§ **EXERCISE GOAL**
All lines from the one with "of the graffiti" to the end need to be copied exactly, with nothing before them.

Excerpts of location labeling data:
◇ ◇ ◇ ◇ ◇

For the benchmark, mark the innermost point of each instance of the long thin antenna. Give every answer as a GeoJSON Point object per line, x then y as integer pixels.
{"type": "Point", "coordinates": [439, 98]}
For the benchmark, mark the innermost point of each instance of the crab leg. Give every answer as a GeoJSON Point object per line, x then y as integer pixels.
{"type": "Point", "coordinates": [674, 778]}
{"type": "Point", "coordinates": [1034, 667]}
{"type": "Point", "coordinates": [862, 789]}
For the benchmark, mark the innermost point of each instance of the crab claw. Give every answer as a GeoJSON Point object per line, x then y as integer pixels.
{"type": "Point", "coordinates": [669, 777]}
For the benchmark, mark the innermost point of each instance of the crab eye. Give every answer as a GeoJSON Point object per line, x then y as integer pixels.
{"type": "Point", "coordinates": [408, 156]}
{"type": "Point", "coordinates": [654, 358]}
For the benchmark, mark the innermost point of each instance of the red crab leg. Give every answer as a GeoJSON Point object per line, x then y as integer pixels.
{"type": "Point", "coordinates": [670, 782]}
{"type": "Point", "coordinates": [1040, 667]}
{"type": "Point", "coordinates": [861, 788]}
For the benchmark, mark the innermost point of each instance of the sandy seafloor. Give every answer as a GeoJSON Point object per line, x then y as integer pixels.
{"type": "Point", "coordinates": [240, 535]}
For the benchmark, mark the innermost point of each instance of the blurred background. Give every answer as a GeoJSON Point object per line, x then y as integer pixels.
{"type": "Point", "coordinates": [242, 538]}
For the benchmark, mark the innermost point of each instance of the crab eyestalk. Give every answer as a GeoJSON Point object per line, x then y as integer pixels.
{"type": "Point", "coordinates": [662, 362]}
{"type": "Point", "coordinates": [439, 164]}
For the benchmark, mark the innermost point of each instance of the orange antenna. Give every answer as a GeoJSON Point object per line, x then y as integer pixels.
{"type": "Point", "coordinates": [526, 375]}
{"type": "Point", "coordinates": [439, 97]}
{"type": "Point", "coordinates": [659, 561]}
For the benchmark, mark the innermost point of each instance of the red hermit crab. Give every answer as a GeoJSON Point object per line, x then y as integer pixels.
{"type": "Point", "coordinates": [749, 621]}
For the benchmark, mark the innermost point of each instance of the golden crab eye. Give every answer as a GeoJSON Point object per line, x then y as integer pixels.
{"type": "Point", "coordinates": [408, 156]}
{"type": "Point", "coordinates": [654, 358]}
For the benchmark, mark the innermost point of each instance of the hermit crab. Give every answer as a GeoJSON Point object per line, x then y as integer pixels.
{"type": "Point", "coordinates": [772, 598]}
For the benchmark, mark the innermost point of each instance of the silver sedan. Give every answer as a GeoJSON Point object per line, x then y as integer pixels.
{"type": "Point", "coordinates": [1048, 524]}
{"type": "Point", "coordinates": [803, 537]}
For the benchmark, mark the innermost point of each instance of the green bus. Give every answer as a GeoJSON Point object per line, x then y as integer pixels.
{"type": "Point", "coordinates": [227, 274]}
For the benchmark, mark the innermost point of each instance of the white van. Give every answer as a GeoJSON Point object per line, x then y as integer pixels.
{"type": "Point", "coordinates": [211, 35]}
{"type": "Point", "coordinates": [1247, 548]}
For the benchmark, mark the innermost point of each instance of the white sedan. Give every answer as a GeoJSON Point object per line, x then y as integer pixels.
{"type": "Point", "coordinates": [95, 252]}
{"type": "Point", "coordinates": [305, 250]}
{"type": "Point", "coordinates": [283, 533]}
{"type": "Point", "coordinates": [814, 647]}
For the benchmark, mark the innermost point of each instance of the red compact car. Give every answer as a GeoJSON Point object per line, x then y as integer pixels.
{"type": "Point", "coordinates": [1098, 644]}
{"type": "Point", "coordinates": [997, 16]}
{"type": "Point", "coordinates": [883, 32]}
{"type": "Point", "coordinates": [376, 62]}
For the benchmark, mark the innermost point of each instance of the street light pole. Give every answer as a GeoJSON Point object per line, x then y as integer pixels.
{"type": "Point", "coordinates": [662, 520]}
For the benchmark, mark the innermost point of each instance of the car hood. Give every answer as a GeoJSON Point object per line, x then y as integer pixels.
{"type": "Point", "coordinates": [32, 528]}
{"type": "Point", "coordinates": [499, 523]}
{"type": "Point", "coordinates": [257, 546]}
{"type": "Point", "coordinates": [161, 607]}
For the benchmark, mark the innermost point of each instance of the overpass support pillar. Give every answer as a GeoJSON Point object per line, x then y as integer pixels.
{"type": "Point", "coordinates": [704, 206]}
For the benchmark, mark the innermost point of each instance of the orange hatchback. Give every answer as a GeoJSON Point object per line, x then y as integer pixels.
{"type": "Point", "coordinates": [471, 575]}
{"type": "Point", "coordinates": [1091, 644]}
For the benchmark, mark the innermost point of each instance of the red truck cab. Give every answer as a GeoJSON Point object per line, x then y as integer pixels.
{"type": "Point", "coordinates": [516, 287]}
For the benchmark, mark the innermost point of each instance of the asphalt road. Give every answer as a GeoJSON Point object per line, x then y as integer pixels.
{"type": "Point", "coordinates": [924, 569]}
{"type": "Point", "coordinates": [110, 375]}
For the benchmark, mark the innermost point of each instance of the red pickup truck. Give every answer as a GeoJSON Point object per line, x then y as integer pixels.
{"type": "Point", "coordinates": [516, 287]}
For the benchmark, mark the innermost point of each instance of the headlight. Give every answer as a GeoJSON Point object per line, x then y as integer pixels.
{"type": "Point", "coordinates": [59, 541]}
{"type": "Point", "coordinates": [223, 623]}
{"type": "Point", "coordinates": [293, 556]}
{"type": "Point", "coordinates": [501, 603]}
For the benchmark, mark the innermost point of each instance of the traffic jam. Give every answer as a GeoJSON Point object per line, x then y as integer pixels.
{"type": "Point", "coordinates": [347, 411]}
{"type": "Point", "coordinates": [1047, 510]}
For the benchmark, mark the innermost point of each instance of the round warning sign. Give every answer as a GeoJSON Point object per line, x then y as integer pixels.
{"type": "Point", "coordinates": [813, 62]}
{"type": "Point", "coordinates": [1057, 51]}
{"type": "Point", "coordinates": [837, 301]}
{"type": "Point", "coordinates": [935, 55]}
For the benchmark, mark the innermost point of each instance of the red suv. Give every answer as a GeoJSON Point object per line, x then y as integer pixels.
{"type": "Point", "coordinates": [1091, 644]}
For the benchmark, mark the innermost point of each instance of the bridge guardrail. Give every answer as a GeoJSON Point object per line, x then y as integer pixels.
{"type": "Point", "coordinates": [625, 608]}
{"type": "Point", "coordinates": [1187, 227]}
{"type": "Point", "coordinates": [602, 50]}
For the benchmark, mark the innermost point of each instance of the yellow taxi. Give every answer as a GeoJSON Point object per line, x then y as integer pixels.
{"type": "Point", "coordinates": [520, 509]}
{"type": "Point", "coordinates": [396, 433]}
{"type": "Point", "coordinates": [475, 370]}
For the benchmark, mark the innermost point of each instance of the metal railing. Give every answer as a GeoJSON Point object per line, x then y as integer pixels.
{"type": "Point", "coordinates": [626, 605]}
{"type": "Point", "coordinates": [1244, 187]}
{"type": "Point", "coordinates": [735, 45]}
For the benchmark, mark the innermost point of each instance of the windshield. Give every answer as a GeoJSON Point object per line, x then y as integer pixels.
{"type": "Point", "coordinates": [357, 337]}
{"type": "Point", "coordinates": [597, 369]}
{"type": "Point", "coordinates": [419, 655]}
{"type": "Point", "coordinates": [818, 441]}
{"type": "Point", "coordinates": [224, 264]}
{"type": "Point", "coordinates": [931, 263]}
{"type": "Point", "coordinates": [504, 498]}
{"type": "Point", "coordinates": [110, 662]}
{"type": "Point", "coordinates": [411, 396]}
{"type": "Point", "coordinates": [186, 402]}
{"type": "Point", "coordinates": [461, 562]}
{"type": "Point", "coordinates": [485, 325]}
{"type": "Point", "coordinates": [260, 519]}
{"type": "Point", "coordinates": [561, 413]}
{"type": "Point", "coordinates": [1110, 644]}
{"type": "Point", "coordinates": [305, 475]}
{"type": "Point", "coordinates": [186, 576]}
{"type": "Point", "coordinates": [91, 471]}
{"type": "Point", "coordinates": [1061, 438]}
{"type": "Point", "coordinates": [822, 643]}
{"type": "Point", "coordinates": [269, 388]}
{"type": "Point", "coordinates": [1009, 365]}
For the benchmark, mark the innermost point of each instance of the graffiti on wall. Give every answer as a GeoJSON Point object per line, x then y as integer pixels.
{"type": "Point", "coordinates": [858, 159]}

◇ ◇ ◇ ◇ ◇

§ **EXERCISE OUTPUT**
For the benchmark, mark the innermost point of each instance of the graffiti on wall. Give every answer as a GeoJSON Point object per line, x then y as integer pixels.
{"type": "Point", "coordinates": [858, 159]}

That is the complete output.